>> begin RECORDS TO PROCESS

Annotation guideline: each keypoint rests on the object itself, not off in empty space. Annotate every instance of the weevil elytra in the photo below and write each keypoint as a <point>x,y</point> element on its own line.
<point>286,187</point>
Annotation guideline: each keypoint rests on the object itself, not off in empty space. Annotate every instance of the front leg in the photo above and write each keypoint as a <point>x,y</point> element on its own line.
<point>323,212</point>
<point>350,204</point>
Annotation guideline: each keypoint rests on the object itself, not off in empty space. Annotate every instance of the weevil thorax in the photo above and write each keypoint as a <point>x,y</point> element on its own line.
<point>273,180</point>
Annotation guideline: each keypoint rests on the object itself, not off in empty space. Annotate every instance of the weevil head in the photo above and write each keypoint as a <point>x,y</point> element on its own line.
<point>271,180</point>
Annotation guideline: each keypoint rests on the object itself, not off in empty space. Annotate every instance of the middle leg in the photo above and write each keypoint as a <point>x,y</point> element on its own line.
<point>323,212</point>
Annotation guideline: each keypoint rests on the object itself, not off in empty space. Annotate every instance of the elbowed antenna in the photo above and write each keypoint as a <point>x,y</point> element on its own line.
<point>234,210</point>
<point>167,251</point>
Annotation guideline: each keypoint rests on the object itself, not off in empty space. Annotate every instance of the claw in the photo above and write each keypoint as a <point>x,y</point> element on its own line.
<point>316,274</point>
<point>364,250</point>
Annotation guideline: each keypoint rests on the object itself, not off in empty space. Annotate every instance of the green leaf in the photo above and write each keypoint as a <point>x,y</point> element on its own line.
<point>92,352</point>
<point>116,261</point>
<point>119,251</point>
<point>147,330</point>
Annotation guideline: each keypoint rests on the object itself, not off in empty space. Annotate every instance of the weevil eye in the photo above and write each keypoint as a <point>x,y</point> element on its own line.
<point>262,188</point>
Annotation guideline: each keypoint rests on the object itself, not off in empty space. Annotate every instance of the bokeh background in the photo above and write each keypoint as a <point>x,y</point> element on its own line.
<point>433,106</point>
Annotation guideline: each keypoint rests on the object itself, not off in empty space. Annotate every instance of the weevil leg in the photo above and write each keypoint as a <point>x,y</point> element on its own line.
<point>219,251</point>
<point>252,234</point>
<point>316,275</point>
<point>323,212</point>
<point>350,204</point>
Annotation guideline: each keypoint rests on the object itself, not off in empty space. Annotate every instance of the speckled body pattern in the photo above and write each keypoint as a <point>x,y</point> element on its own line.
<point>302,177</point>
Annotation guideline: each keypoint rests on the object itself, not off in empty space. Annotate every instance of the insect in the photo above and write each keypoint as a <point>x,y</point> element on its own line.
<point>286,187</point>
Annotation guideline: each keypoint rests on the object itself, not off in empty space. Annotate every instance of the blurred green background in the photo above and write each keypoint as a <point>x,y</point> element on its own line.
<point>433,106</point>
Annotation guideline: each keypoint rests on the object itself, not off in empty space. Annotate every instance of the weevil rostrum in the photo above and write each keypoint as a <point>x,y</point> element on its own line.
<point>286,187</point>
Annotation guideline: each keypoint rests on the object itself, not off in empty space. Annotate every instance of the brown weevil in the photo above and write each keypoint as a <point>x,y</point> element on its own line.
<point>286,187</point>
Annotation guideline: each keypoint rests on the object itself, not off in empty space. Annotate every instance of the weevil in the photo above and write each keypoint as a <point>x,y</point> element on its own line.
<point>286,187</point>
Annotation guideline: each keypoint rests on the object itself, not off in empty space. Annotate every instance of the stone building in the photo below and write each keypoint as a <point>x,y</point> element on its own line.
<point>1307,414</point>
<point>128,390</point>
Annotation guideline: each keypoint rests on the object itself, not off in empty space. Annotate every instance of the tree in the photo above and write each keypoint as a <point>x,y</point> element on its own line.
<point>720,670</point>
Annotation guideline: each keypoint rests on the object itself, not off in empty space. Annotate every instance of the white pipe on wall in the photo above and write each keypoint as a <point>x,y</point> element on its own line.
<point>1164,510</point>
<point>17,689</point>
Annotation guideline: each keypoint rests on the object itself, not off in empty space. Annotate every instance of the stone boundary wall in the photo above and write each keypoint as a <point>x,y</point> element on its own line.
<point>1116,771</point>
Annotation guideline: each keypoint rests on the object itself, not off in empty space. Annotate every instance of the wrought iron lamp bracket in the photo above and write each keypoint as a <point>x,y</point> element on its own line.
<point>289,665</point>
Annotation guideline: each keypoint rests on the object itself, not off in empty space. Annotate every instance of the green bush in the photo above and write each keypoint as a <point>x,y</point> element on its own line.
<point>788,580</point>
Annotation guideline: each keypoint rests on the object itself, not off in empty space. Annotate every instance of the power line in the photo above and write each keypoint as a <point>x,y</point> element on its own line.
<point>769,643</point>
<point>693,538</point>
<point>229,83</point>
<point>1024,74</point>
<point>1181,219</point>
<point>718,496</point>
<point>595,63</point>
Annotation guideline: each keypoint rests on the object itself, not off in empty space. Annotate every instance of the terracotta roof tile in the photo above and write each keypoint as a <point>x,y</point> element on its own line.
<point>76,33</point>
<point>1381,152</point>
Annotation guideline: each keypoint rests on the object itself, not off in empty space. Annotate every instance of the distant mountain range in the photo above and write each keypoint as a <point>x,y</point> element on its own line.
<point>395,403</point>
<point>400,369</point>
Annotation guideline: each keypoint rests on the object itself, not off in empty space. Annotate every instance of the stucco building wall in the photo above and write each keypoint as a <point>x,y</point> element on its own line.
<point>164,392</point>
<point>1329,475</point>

>> end RECORDS TO PROCESS

* **EXERCISE OBJECTIVE**
Can you pull out the lines of the data starting at the line that contains "of the power" and ending after the line that contains "<point>400,369</point>", and reproduce them word for word?

* **TASK SOLUTION**
Annotation guideline: each keypoint rests on the object itself, not off in empty space. Annotate every instance of the power line in the photo above and write each keypoint as a <point>x,y</point> element on its own line.
<point>769,643</point>
<point>693,538</point>
<point>229,83</point>
<point>1024,74</point>
<point>1181,219</point>
<point>718,496</point>
<point>595,63</point>
Annotation guideline: each keypoint rests on the object itself, not off in empty space. Annotate every instance of the terracotta roof tile in the photo above and write each keypoint as a <point>x,y</point> element on its own line.
<point>76,33</point>
<point>1381,152</point>
Annotation guideline: each keypoint rests on the object itself, not off in empty space. Annotate every instance of the distant mountain range in the photo above and write each keypoint as a <point>x,y</point> element on its own line.
<point>395,403</point>
<point>400,369</point>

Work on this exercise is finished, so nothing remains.